=== What you will do ===
Leave out the pictures and print the rest of the entries exactly as they stand.

=== Supplied material ===

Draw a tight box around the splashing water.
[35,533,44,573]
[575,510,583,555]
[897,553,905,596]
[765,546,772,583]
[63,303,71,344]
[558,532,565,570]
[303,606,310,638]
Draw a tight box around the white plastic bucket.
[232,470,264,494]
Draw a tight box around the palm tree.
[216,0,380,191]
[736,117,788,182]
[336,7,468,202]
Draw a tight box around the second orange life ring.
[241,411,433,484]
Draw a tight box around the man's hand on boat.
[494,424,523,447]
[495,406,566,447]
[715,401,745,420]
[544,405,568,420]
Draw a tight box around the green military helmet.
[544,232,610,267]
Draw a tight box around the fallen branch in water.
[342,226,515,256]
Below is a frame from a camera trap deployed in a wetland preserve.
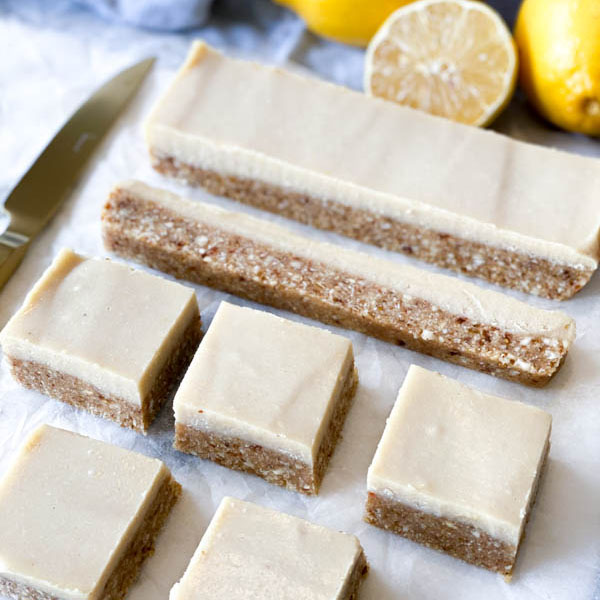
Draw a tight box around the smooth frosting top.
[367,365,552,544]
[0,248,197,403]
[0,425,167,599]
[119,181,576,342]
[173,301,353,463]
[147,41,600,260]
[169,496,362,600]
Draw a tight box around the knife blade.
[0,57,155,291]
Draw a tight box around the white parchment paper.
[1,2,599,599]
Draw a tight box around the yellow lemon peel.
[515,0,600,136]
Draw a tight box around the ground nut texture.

=== Result of this exercise ===
Draw a tight box around the splashing water.
[35,533,44,573]
[575,510,583,555]
[897,553,905,596]
[765,546,772,583]
[63,303,71,344]
[558,532,565,570]
[303,606,310,638]
Draw a tight box around the white plastic bucket.
[232,470,264,494]
Draw a tight box around the palm tree.
[216,0,380,191]
[736,117,788,182]
[336,7,468,202]
Draw a tight box around the second orange life ring.
[241,411,433,484]
Draw a tight box around the man's hand on boat.
[494,424,523,447]
[495,406,566,447]
[715,401,745,420]
[544,405,568,420]
Draw a tight box around the green military helmet.
[544,232,610,267]
Draw a tight box around the fallen branch in water.
[342,226,515,256]
Below is a frame from a camera trap deployed in a wetland preserve.
Draw a tight box around the smooth frosting top.
[367,365,552,544]
[0,248,197,403]
[0,425,167,599]
[119,181,576,342]
[173,301,353,463]
[147,41,600,260]
[169,496,362,600]
Draw a tight box around the knife blade.
[0,57,155,291]
Draw a tight box around the white parchment paper.
[1,2,599,599]
Draw a tight box around the yellow lemon peel.
[515,0,600,136]
Draw a tight box around the ground nut texture.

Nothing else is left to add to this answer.